Responda com base no texto do exercício:
(a) Quantos advogados compõem a equipa de defesa liderada por Pedro Aparício?
(b) Segundo Yudi Pamukas, para que mês um adiamento de cinco dias empurraria o julgamento?
(c) Qual é a organização jurídica que representa as vítimas?

Texto do exercício:
---+---

O único momento em que se juntou uma multidão, no exterior do recinto do tribunal, foi já depois de suspensos os trabalhos, quando Xanana Gusmão estava a sair.

No arranque do processo, o coletivo de juízes deferiu parte de vários pedidos apresentados quer pela defesa quer pelo Ministério Público.

Os juízes deferiram o pedido da defesa para adiar o julgamento, mas não aceitaram a proposta de adiamento durante cinco dias, já que isso, explicou Yudi Pamukas, ia afetar todo o calendário do tribunal, empurrando o julgamento para abril.

O tribunal mantém a decisão de adiar o início do julgamento para amanhã [terça-feira]. O arguido tem defesa adequada, de vários advogados e pode, no decurso do processo, a sua presença ser dispensada de algumas audiências”, frisou.

A defesa chegou a pedir mais 15 dias (além dos 15 já dados) para contestar o Ministério Público, argumentando que esse prazo era necessário no que toca ao pedido de indemnização feito pela acusação.

“As vítimas estão em Díli, os advogados têm que viajar de Díli e há ainda a preocupação de que devido à Covid-19 possa haver um ‘lockdown’ em Oecusse”, disse Pedro Aparício, que lidera a equipa de seis advogados de defesa.

“O tribunal tem que garantir os direitos do arguido. E a defesa tem que ter acesso aos autos”, afirmou Aparício.

Em resposta, o procurador Matias Soares, que lidera a equipa do Ministério Público, disse que um dos advogados da equipa de defesa, em concreto o defensor público, acompanhou o processo desde o início da inquirição e, por isso, teve amplo tempo para estudar os autos, tendo que “se coordenar” com o resto da equipa.

“A justiça tem que garantir os direitos do arguido, mas também tem que defender os direitos das vítimas”, sublinhou Soares.

Ao lado do Ministério Público e como assistentes do processo, estão dois advogados da JUS, a organização jurídica que representa as vítimas.

---+---

Registos fornecidos:
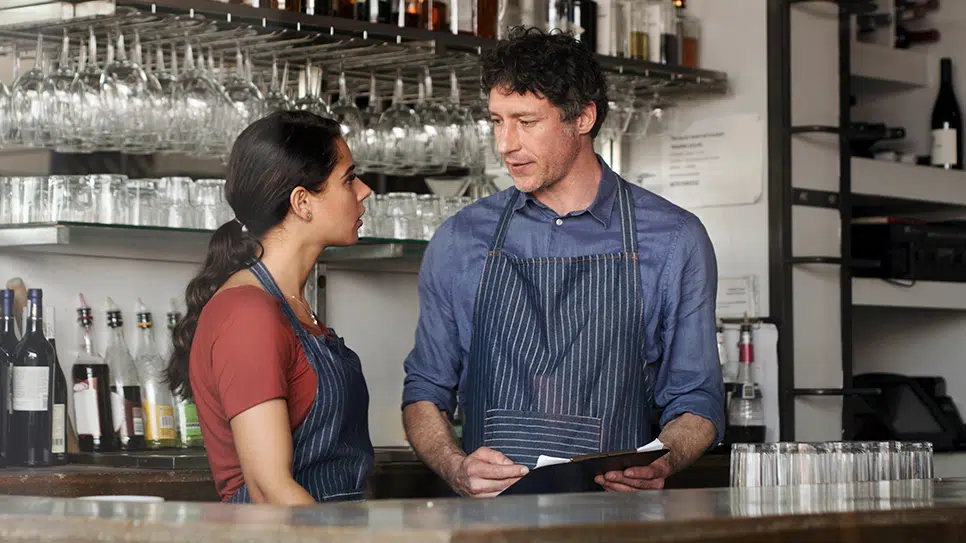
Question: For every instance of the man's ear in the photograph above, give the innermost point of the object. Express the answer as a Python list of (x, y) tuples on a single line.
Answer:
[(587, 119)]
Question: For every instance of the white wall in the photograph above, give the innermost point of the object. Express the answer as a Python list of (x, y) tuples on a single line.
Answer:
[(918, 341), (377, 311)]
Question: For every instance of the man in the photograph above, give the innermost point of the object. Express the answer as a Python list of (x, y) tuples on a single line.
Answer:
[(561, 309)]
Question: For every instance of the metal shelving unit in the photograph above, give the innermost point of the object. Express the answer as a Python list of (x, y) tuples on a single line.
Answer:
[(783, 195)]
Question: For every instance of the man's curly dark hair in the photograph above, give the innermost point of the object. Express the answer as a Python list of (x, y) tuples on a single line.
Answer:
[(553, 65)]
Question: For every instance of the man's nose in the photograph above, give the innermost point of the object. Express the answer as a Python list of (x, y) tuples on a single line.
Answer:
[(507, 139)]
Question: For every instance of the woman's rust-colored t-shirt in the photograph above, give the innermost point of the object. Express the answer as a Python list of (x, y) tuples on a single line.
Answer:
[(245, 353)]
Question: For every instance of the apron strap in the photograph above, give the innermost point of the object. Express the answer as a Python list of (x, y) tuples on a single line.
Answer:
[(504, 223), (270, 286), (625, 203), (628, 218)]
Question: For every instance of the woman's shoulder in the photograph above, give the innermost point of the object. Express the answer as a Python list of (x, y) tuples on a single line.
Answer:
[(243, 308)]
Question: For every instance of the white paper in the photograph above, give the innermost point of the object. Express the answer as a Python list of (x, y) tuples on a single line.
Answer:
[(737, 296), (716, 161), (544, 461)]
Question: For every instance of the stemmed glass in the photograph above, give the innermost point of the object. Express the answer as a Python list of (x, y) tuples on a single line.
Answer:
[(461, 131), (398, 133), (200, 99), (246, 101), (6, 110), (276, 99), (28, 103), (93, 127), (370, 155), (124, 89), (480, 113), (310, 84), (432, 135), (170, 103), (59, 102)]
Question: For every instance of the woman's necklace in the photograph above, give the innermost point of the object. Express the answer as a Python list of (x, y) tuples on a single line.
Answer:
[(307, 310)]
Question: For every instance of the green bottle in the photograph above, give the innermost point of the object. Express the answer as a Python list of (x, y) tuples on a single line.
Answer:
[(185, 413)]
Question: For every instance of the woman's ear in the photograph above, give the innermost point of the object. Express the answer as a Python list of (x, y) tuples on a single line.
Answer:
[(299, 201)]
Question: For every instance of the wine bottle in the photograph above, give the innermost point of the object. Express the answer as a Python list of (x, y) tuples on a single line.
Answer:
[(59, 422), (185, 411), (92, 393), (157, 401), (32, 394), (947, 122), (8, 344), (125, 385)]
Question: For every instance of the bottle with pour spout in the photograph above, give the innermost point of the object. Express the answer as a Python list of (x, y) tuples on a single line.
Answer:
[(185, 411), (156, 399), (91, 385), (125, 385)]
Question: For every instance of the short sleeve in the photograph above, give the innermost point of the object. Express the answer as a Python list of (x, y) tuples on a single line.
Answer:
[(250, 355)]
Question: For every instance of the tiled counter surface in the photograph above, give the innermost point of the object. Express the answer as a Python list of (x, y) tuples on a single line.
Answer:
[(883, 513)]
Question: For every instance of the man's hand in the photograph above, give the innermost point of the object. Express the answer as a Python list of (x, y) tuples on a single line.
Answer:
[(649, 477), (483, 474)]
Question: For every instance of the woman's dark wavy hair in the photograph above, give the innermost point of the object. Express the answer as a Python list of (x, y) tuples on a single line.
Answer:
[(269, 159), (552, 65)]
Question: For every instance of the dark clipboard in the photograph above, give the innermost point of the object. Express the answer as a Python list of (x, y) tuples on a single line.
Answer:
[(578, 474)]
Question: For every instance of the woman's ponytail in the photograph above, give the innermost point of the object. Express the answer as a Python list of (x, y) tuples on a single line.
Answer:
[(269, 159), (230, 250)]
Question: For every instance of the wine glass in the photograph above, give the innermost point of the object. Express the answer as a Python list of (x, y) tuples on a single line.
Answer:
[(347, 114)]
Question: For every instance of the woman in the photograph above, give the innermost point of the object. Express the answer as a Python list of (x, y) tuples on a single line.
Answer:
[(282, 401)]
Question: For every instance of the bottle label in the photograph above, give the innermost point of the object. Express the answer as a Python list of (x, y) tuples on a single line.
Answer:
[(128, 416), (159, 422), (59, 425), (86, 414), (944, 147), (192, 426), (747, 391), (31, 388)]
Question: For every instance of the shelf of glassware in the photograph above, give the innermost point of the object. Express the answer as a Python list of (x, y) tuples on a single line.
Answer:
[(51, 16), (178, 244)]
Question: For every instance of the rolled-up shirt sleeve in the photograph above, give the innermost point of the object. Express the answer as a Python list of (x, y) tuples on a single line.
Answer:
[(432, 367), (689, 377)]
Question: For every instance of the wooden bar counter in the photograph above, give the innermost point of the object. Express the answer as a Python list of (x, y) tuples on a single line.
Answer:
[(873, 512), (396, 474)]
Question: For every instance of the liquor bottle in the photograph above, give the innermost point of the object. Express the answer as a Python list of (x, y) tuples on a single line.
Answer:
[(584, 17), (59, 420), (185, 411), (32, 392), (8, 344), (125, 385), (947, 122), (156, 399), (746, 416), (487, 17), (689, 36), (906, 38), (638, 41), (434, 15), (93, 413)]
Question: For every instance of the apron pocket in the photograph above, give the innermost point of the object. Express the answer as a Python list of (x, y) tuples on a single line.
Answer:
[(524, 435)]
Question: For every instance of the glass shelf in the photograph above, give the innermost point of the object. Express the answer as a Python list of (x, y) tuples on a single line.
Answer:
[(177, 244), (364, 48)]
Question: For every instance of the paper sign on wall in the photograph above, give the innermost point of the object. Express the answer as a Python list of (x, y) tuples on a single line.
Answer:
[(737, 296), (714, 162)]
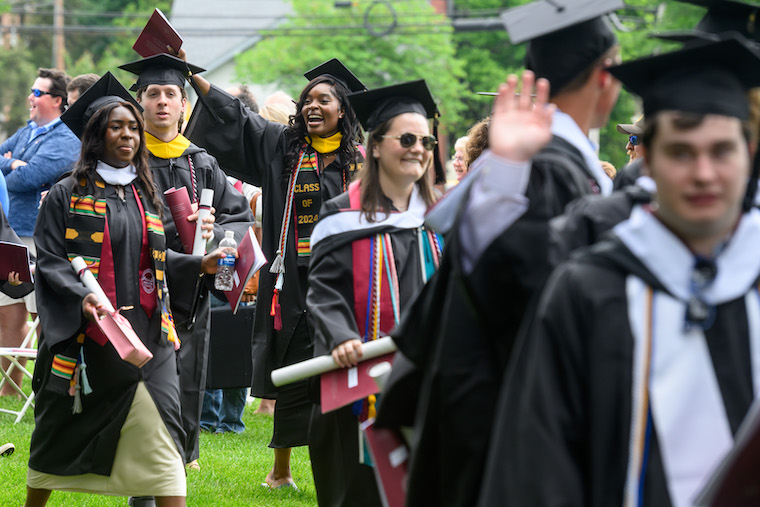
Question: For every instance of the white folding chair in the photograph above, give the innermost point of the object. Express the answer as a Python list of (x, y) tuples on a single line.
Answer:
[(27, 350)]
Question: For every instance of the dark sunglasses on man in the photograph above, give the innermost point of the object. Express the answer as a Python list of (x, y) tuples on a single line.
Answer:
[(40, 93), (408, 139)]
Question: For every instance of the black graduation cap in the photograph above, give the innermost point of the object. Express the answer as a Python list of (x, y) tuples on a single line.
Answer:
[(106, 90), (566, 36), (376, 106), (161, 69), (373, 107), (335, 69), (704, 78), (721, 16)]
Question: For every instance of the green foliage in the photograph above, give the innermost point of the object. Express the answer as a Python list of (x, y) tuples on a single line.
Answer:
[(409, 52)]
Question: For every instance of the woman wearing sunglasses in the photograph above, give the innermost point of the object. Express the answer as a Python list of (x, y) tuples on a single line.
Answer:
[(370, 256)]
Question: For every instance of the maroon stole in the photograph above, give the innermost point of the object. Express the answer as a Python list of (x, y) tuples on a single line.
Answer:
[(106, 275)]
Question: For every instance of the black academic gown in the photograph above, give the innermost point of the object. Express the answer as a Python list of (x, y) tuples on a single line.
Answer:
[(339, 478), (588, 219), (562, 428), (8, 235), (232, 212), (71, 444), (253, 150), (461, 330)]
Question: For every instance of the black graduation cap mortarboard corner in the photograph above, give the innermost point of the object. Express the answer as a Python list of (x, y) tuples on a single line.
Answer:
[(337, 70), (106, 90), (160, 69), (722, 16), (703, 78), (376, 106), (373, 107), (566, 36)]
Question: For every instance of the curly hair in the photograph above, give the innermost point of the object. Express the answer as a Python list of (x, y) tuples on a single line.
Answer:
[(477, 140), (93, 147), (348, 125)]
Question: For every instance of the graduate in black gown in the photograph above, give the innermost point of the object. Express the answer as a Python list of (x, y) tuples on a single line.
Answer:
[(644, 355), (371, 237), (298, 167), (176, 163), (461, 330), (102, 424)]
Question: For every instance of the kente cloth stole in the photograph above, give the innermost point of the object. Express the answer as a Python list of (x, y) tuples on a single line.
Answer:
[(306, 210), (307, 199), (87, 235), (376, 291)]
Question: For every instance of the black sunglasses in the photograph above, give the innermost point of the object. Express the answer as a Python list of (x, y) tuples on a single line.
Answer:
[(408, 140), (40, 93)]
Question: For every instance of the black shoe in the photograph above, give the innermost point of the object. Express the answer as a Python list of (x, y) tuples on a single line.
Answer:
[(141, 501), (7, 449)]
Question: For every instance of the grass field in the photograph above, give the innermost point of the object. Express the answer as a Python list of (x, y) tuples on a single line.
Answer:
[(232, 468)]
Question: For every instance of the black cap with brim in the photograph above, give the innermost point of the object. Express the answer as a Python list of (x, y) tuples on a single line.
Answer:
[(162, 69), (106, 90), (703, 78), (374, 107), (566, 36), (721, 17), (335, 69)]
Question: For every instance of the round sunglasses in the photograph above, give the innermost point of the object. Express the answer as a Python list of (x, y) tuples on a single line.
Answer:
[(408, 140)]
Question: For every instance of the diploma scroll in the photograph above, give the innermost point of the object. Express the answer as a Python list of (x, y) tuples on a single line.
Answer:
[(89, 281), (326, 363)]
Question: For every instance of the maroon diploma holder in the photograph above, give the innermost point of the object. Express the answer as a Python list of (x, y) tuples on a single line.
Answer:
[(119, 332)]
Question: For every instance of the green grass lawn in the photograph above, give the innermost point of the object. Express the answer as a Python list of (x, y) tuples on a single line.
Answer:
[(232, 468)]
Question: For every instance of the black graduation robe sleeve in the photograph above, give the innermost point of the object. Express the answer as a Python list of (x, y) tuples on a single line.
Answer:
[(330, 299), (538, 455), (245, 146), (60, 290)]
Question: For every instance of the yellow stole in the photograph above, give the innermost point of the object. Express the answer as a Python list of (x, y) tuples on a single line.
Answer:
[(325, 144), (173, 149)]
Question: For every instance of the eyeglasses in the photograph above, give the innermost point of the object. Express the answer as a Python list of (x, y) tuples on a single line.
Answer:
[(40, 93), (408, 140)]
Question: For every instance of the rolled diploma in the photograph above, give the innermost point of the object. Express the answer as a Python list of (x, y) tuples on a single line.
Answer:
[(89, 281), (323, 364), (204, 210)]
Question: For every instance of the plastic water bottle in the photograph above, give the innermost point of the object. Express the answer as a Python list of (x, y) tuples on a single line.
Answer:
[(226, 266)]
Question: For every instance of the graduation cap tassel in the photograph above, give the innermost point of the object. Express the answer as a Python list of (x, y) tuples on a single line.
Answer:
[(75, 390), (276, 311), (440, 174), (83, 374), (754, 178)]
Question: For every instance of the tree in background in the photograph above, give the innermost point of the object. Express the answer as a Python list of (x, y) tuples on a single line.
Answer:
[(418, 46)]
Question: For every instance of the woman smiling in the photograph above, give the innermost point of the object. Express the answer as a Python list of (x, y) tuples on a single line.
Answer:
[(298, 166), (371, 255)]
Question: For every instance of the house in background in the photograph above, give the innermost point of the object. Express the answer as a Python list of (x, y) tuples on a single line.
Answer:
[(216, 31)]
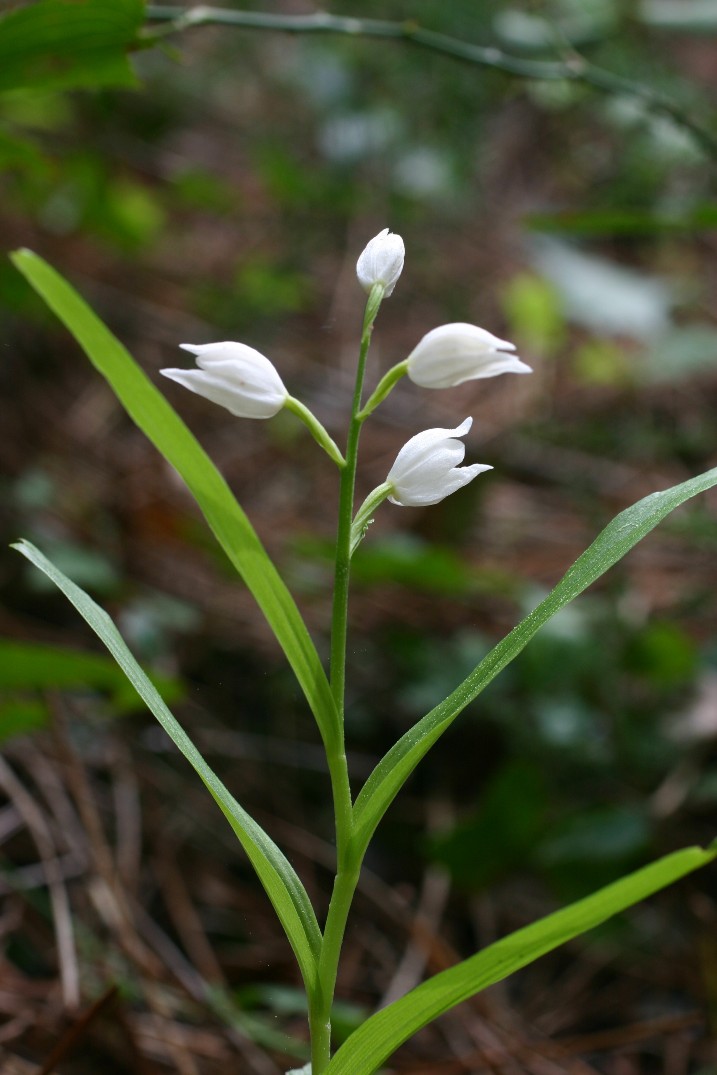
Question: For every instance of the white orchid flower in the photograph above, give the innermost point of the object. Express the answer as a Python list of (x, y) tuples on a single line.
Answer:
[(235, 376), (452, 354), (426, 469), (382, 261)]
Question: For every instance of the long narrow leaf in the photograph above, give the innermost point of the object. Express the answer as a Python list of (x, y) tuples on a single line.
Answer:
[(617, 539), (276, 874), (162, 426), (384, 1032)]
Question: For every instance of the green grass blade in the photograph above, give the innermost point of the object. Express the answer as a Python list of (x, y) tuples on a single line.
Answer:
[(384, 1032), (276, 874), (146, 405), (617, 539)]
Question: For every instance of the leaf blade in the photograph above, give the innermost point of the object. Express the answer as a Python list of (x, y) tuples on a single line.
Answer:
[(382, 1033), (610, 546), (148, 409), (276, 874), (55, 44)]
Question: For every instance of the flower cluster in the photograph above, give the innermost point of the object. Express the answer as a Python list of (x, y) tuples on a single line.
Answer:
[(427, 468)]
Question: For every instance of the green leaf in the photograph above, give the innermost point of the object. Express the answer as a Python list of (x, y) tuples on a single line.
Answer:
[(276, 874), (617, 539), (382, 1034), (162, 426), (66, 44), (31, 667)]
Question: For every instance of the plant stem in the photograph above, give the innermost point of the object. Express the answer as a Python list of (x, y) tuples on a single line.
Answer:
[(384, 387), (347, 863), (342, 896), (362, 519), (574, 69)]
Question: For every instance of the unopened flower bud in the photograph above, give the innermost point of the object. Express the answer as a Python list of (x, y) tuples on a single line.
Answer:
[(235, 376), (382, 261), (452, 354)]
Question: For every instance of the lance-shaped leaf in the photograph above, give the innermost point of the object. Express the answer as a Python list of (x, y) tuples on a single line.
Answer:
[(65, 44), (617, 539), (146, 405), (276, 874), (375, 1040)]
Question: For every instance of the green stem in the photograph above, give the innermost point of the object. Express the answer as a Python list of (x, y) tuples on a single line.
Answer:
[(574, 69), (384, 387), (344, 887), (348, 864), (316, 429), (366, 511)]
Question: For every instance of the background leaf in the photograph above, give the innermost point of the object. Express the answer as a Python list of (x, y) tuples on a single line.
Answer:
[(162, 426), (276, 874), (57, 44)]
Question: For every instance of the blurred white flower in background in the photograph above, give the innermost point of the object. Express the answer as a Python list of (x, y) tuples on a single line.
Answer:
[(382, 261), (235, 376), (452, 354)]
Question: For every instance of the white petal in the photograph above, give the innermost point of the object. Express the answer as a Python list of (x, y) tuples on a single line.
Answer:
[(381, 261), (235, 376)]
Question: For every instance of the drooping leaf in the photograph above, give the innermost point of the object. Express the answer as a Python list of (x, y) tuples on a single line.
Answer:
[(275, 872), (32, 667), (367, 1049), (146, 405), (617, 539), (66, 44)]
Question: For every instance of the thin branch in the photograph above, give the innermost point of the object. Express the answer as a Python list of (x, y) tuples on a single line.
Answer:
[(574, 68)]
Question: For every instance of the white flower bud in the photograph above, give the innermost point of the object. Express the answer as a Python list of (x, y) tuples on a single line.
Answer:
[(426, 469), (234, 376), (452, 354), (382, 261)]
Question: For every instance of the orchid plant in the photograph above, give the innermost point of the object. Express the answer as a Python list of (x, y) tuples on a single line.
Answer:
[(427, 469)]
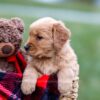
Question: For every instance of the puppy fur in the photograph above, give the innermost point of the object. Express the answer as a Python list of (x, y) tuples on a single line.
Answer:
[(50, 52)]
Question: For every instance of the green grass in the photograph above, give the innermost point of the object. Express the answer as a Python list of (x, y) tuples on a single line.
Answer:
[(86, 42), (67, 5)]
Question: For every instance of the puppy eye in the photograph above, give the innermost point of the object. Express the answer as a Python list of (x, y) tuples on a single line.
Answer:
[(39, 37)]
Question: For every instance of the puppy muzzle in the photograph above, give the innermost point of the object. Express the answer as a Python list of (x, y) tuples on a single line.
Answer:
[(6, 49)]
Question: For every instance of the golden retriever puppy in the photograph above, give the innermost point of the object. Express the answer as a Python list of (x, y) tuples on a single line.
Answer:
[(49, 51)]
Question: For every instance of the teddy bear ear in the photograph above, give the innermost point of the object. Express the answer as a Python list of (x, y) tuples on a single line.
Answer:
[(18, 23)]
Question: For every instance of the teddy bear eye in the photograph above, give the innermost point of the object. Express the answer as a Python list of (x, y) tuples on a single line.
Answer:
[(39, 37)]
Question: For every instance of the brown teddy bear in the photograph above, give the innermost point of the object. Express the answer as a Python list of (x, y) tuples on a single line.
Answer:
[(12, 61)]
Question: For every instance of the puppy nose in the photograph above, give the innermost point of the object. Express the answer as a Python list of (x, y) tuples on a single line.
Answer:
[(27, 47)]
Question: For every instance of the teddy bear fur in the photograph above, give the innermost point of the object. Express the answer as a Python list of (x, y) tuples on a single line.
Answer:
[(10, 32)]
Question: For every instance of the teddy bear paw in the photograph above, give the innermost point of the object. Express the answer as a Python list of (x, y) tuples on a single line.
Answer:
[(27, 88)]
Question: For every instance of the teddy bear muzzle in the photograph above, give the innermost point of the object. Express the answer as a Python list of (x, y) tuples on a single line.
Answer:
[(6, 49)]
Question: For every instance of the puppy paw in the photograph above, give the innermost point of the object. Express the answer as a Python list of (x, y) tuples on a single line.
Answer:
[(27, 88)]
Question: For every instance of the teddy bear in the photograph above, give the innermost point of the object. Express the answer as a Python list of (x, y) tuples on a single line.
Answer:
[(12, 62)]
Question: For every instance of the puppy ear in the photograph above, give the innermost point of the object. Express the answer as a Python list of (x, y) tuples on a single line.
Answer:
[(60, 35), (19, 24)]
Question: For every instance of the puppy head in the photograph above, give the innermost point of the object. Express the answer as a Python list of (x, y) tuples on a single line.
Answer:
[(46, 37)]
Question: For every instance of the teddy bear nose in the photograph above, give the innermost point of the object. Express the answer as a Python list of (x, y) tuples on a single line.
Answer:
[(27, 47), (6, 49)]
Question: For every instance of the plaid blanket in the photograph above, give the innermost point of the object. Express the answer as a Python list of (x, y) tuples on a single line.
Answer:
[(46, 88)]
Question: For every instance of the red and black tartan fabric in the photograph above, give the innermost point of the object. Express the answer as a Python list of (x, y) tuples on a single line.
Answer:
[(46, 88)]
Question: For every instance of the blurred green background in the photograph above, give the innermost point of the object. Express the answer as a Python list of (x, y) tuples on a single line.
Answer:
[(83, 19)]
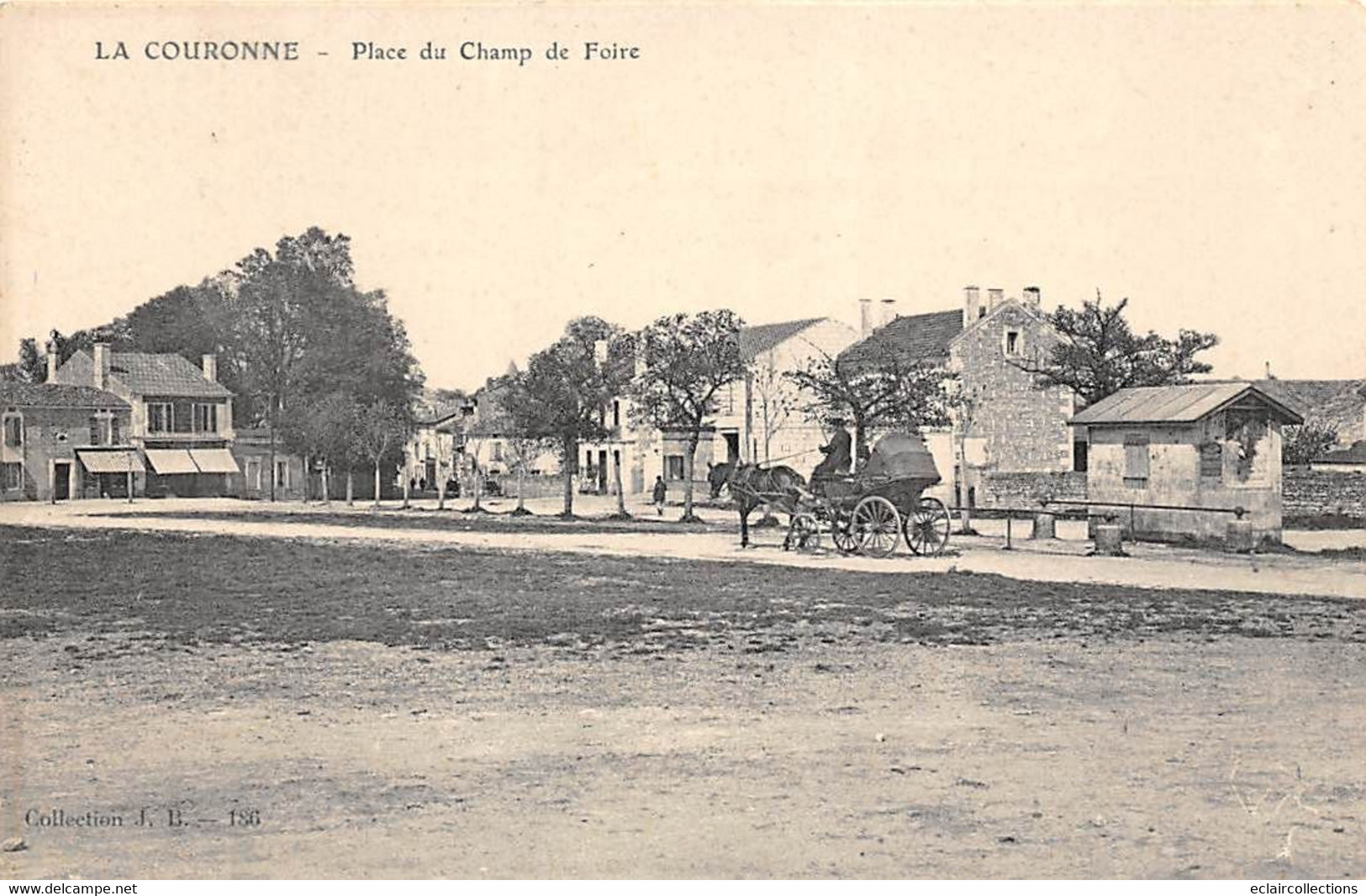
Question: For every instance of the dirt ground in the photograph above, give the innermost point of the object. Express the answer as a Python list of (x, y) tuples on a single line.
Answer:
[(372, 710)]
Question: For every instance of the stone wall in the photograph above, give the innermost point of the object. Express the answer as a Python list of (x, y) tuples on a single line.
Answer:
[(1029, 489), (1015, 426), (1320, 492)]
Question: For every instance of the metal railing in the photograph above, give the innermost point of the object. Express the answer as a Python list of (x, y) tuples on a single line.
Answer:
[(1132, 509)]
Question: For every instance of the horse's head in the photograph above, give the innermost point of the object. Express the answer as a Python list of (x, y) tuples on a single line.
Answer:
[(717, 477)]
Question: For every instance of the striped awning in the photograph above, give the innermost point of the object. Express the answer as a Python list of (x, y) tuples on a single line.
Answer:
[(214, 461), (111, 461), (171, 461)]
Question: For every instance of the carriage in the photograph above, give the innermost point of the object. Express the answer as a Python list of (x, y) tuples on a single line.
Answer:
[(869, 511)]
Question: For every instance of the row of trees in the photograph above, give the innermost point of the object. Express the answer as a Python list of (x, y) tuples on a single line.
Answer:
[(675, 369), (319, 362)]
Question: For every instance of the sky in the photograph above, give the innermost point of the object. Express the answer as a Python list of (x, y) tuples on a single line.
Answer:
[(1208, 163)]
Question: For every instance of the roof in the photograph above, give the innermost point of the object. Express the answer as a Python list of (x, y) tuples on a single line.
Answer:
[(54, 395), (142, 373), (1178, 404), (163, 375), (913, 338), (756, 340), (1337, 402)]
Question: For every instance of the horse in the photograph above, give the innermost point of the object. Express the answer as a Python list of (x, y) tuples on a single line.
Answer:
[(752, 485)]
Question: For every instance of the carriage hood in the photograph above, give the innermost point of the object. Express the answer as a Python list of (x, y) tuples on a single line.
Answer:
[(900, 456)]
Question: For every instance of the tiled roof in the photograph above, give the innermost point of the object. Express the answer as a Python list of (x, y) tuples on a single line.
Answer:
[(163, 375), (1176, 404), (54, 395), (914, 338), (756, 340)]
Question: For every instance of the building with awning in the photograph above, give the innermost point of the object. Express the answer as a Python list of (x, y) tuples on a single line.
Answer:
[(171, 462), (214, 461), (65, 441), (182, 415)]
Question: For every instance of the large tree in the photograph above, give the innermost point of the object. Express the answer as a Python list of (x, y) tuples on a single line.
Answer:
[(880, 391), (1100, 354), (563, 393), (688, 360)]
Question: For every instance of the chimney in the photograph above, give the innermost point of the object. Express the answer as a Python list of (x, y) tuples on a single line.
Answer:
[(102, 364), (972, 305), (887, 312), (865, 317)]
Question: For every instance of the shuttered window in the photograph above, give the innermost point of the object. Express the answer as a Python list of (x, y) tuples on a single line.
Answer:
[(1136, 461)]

---+---

Resolução:
(a) Seis advogados.
(b) Abril.
(c) A JUS.